▶ AUFGABENSTELLUNG: Gib aus dem Artikel über die Städtepartnerschaft mit Dêrik alles von „Vor der Aufführung“ bis hinunter zu „Hemo und Malki.“ wortgetreu wieder.

▶ SEITE:
........

Vor der Aufführung hatte Breitenbach den Gästen aus Rojava bereits die
Situation im Tempelhofer Flughafenhangar nebenan erklärt: „Jahrelang
mussten dort Flüchtlinge leben ohne wirkliche Privatsphäre. Wir tun alles,
dass sie möglichst schnell arbeiten können und ein normales Leben haben“,
so die Integrationssenatorin zu Çeto, Hemo und Malki.
## „Man muss etwas tun“
Hans-Günter Kleff kennt die drei nordsyrischen Lokalpolitiker*innen schon
aus Dêrik bzw. al-Malikia, wie die Stadt auf Arabisch heißt. Der
Politikwissenschaftler hat gemeinsam mit der Bezirksverordneten Elke
Dangeleit (Die Linke) die Städtepartnerschaft zwischen dem Bezirk
Friedrichshain-Kreuzberg und Dêrik auf den Weg gebracht und war im Oktober
2018 bei der ersten Delegationsreise nach Rojava dabei. Jetzt im Juni 2019
beim Gegenbesuch der Bürgermeister*innen in Berlin wurde die Partnerschaft
im Kreuzberger Rathaus offiziell durch Bezirksbürgermeisterin Monika
Herrmann beurkundet.
„Am Anfang stand das Gefühl, dass man was tun muss für die Leute, die aus
eigener Kraft in ihrer Region den IS besiegt haben und jetzt Tausende
gefangene Islamisten mitversorgen müssen“, erklärt Kleff der taz auf dem
Cabuwazi-Gelände. „In unserem [2][Förderverein] haben sich dann Menschen
aus einem breiten Spektrum zusammengetan: Lehrer, Menschen aus
Kirchengemeinden und auch ein Buchladen setzten sich da für
Partnerschaftsprojekte ein“, so der Kreuzberger. Die Bezirkspolitik habe
die Kooperationen schließlich amtlich gemacht.
„Zu Beginn hat es im Bezirksparlament und bei der Bürgermeisterin schon
Bedenken gegeben, eine Partnerschaft in der autonomen Demokratischen
Föderation Nordsyrien zu beschließen, weil die Verwaltung dort
völkerrechtlich nicht anerkannt ist“ sagt Dangeleit am Sonntag der taz.
„Unser Verein besteht ja eher aus bürgerlichen Menschen. Wir konnten
zeigen, dass es mehr um praktische Solidarität mit den Flüchtlingen und der
Stadtgesellschaft in Dêrik geht, als um ideologische Fragen. Schließlich
haben fast alle im Bezirksparlament, sogar FDPler und ein CDUler für die
Partnerschaft gestimmt.“
Es sei richtig, dass sich in Nordsyrien Kurd*innen und christliche
Aramäer*innen zur Selbstverteidigung gegen al-Nusra und IS von der in
Deutschland als Terrororganisation verbotenen PKK haben ausbilden lassen,
das autonome nordsyrische System sei keineswegs mit der Kurdenpartei
gleichzusetzen, so die Bezirksverordnete.

........

▶ BEREITGESTELLTE DATEN:
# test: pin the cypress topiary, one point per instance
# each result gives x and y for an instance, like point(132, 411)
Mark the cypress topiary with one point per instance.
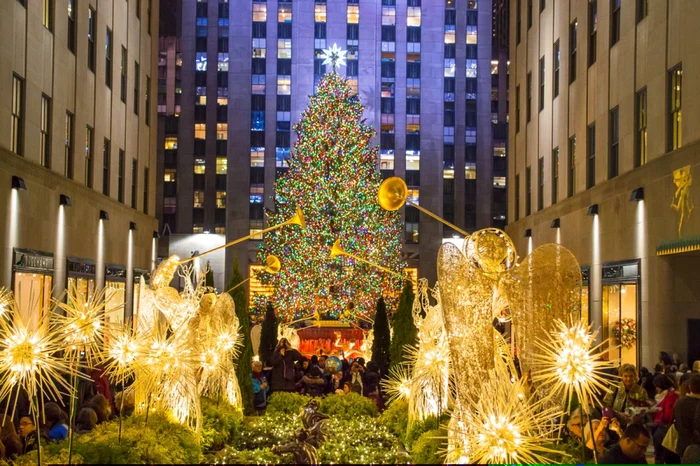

........

▶ LÖSUNG:
Vor der Aufführung hatte Breitenbach den Gästen aus Rojava bereits die
Situation im Tempelhofer Flughafenhangar nebenan erklärt: „Jahrelang
mussten dort Flüchtlinge leben ohne wirkliche Privatsphäre. Wir tun alles,
dass sie möglichst schnell arbeiten können und ein normales Leben haben“,
so die Integrationssenatorin zu Çeto, Hemo und Malki.